Goal. Emit the entire listing verbatim.

Records:
-- BEGIN --
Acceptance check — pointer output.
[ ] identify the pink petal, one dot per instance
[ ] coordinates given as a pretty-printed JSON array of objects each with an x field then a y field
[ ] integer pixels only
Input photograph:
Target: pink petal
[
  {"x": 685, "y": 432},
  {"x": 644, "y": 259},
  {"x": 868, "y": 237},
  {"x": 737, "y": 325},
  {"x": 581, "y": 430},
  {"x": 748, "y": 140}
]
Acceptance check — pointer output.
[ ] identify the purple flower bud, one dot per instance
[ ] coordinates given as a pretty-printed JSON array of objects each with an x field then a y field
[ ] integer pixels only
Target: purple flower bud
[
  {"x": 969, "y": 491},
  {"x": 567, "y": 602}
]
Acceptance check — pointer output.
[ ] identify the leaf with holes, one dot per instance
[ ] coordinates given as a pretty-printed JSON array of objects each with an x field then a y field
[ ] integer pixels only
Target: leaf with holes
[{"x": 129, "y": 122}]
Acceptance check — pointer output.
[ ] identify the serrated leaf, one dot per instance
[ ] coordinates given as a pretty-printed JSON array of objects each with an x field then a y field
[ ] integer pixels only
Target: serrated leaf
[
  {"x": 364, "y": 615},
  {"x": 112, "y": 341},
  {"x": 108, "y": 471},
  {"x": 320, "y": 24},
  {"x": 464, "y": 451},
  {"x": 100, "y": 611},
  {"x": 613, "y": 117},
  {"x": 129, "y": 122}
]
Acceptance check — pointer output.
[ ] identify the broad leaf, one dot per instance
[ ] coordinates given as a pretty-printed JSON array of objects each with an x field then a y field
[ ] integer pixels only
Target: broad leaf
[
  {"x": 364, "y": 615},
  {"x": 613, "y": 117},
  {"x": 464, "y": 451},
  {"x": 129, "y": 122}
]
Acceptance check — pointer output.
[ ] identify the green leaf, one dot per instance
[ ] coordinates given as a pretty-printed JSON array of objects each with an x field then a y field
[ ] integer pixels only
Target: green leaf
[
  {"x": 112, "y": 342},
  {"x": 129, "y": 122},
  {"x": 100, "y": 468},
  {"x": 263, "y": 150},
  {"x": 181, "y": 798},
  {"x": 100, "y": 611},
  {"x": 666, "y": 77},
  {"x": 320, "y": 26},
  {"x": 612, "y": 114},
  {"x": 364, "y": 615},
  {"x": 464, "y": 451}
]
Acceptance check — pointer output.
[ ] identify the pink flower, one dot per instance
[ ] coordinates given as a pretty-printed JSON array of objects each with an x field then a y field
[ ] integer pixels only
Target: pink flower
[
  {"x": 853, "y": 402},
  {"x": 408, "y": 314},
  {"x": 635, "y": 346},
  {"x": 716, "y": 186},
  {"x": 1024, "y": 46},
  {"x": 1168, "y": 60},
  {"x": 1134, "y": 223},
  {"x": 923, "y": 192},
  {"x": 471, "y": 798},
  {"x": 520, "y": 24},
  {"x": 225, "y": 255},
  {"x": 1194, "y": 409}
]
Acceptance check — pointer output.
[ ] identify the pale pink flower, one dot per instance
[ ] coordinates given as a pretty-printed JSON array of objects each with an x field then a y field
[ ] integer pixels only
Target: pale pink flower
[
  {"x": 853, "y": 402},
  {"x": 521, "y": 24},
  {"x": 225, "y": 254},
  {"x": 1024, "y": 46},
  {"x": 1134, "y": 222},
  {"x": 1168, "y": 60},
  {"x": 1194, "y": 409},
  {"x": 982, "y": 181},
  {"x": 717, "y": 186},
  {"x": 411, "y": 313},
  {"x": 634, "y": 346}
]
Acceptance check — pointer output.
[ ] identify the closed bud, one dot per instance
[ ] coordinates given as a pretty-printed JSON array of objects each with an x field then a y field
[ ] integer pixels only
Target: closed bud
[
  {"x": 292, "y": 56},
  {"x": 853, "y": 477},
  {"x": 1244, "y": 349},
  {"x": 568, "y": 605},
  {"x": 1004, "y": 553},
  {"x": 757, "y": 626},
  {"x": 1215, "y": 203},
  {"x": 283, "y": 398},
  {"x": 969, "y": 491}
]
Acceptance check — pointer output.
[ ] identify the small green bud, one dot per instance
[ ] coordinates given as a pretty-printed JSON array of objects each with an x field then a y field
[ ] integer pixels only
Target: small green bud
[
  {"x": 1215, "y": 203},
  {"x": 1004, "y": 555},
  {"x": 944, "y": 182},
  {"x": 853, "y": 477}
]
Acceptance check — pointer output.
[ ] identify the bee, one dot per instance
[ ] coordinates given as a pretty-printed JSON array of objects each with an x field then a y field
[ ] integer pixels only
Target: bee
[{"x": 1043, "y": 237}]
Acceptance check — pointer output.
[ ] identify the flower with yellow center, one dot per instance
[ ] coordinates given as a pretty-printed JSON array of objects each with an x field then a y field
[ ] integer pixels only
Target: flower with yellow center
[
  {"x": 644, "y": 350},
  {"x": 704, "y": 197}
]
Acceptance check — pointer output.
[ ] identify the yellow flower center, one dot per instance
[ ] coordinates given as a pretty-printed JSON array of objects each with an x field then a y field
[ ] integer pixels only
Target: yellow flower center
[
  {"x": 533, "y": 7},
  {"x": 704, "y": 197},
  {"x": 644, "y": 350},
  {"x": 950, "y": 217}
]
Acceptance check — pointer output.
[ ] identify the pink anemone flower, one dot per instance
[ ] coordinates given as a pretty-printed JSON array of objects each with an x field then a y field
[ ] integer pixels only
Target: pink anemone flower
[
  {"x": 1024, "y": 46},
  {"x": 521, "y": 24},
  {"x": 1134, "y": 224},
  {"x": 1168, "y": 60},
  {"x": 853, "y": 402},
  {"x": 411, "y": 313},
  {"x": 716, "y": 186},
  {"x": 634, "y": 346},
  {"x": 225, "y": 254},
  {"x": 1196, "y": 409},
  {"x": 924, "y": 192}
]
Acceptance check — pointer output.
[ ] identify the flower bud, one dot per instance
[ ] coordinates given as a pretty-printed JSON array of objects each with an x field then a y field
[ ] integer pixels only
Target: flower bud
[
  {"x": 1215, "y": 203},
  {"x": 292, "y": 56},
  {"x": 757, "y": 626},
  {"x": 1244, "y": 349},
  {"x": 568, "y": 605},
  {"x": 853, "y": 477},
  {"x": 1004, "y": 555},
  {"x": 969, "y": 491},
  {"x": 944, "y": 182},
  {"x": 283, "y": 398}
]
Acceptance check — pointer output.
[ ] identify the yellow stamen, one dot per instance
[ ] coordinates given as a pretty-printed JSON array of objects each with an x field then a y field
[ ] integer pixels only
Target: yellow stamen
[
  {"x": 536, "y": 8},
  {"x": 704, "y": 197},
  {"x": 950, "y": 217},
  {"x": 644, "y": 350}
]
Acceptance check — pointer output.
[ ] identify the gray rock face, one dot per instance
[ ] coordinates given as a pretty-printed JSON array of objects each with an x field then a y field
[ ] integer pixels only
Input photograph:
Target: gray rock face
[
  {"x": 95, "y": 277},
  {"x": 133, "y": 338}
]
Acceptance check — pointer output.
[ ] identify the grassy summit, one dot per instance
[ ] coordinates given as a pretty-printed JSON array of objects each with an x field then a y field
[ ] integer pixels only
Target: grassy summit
-- END --
Solution to the exercise.
Acceptance check — pointer output.
[ ] identify the pink petal, one dot per instance
[ ] coordinates given as a pretty-printed JSON array of objects each with an x field then a y field
[ ] integer pixels only
Input photograph:
Target: pink petal
[
  {"x": 685, "y": 432},
  {"x": 644, "y": 259},
  {"x": 868, "y": 237},
  {"x": 737, "y": 325},
  {"x": 581, "y": 430},
  {"x": 748, "y": 140}
]
Acceptance check — pointer output.
[ ] identify the purple flower bud, one dot per instance
[ ] coordinates given as a pretty-printed JSON array of objects each with an x field then a y field
[ ] integer pixels only
Target: purple flower bud
[
  {"x": 969, "y": 491},
  {"x": 567, "y": 602}
]
Acceptance check — pointer output.
[ ] identify the leaf with holes, one dot per instance
[ ] coordinates given as a pretty-printed JSON array of objects each with an x field then a y field
[ ] integer pixels only
Target: leaf with holes
[{"x": 129, "y": 122}]
Acceptance check — pointer output.
[ ] identify the serrated leaf, one dot per instance
[ ] coordinates given as a pretty-printed JSON array of objects each with an x field then a y field
[ ] integer pixels only
Target: serrated leaf
[
  {"x": 364, "y": 615},
  {"x": 112, "y": 341},
  {"x": 108, "y": 471},
  {"x": 320, "y": 24},
  {"x": 464, "y": 451},
  {"x": 100, "y": 611},
  {"x": 613, "y": 117},
  {"x": 129, "y": 122}
]
Acceptance check — pointer output.
[ ] identify the broad leaf, one dot per instance
[ ] coordinates given as a pretty-printed JSON array of objects each with an x field then a y field
[ ] integer pixels only
Target: broad leaf
[
  {"x": 364, "y": 615},
  {"x": 613, "y": 117},
  {"x": 464, "y": 451},
  {"x": 129, "y": 122}
]
Acceptance check — pointer output.
[ ] identify the green leaf, one dot per instance
[ ] coordinates given as a pretty-printed JSON array of objects each with an x field then a y field
[ ] integer pixels only
Target: green leaf
[
  {"x": 112, "y": 342},
  {"x": 129, "y": 122},
  {"x": 100, "y": 468},
  {"x": 263, "y": 150},
  {"x": 181, "y": 798},
  {"x": 100, "y": 611},
  {"x": 666, "y": 77},
  {"x": 320, "y": 26},
  {"x": 612, "y": 114},
  {"x": 364, "y": 615},
  {"x": 464, "y": 451}
]
Acceptance check — pointer output.
[ ] identify the pink flower, one dot per instance
[ ] coordinates given as a pretty-printed JSON array of objects each with an x field then a y field
[ ] integer pixels only
Target: pink flower
[
  {"x": 853, "y": 402},
  {"x": 408, "y": 314},
  {"x": 635, "y": 346},
  {"x": 716, "y": 186},
  {"x": 1024, "y": 46},
  {"x": 1168, "y": 60},
  {"x": 1134, "y": 223},
  {"x": 923, "y": 192},
  {"x": 471, "y": 798},
  {"x": 520, "y": 24},
  {"x": 225, "y": 255},
  {"x": 1194, "y": 409}
]
Acceptance check — pointer output.
[ ] identify the pale pink flower, one dot per instance
[ ] coordinates given as a pretty-printed JSON array of objects each with an x field then a y field
[ ] integer pixels only
Target: pale pink flower
[
  {"x": 853, "y": 402},
  {"x": 521, "y": 24},
  {"x": 225, "y": 254},
  {"x": 1024, "y": 46},
  {"x": 1134, "y": 222},
  {"x": 1168, "y": 60},
  {"x": 1194, "y": 409},
  {"x": 982, "y": 181},
  {"x": 717, "y": 186},
  {"x": 411, "y": 313},
  {"x": 634, "y": 346}
]
Acceptance check — pointer output.
[ ] identify the closed bud, one dot per instance
[ ] coordinates given as a pretty-printed JSON array of objects each with an x field then a y field
[ ] integer pixels only
Target: closed bud
[
  {"x": 292, "y": 56},
  {"x": 853, "y": 477},
  {"x": 1244, "y": 349},
  {"x": 568, "y": 605},
  {"x": 1004, "y": 553},
  {"x": 757, "y": 626},
  {"x": 1215, "y": 203},
  {"x": 283, "y": 398},
  {"x": 969, "y": 491}
]
Acceptance check — pointer output.
[ ] identify the small green bud, one dot per instance
[ ] coordinates given as a pretty-printed JSON array of objects each with an x field then a y field
[ ] integer pixels only
Target: small green bud
[
  {"x": 1215, "y": 203},
  {"x": 1004, "y": 555},
  {"x": 944, "y": 182},
  {"x": 853, "y": 477}
]
Acceptance check — pointer output.
[ ] identify the bee, one dot per instance
[ ] coordinates given as a pretty-printed JSON array of objects each with an x field then a y field
[ ] integer pixels only
Target: bee
[{"x": 1043, "y": 237}]
Acceptance check — pointer output.
[ ] identify the flower with yellow center, one dot per instance
[ ] coordinates given as a pretty-printed JSON array of objects each with an x field then a y field
[ ] integer pixels only
Target: flower with yellow center
[
  {"x": 644, "y": 350},
  {"x": 704, "y": 197}
]
Acceptance check — pointer output.
[ ] identify the yellow flower center, one dot per instance
[ ] coordinates given as a pretty-printed JSON array of objects each with an x field then a y field
[ ] integer pixels only
Target: yellow flower center
[
  {"x": 533, "y": 7},
  {"x": 704, "y": 197},
  {"x": 644, "y": 350},
  {"x": 950, "y": 217}
]
Acceptance check — pointer output.
[ ] identify the pink anemone flower, one dot per instance
[ ] coordinates given as a pretty-printed JSON array of objects each with an x field then a y field
[ ] integer pixels only
Target: pink anemone flower
[
  {"x": 1024, "y": 46},
  {"x": 521, "y": 24},
  {"x": 1134, "y": 224},
  {"x": 1168, "y": 60},
  {"x": 853, "y": 402},
  {"x": 411, "y": 313},
  {"x": 716, "y": 186},
  {"x": 634, "y": 346},
  {"x": 225, "y": 254},
  {"x": 1196, "y": 409},
  {"x": 924, "y": 192}
]
Acceptance check — pointer output.
[ ] identify the flower bud, one dot per instance
[ ] coordinates given as a pretty-printed JSON array of objects each with an x field then a y field
[ ] integer pixels only
Target: flower bud
[
  {"x": 1215, "y": 203},
  {"x": 292, "y": 56},
  {"x": 757, "y": 626},
  {"x": 1244, "y": 349},
  {"x": 568, "y": 605},
  {"x": 853, "y": 477},
  {"x": 1004, "y": 555},
  {"x": 969, "y": 491},
  {"x": 944, "y": 182},
  {"x": 283, "y": 398}
]
Acceptance check — pointer output.
[ ] identify the yellow stamen, one dot per instance
[ ] coordinates given as a pretty-printed JSON array of objects each with an x field then a y field
[ ] integer pixels only
Target: yellow stamen
[
  {"x": 536, "y": 8},
  {"x": 704, "y": 197},
  {"x": 950, "y": 217},
  {"x": 644, "y": 350}
]
Acceptance check — pointer output.
[ ] identify the gray rock face, one dot per instance
[ ] coordinates given as a pretty-printed JSON array of objects each with an x field then a y field
[ ] integer pixels only
Input photograph:
Target: gray rock face
[
  {"x": 95, "y": 277},
  {"x": 133, "y": 338}
]
Acceptance check — pointer output.
[ ] identify the grassy summit, one dot per instance
[ ] coordinates given as a pretty-printed JSON array of objects each with an x field then a y field
[ ] integer pixels only
Target: grassy summit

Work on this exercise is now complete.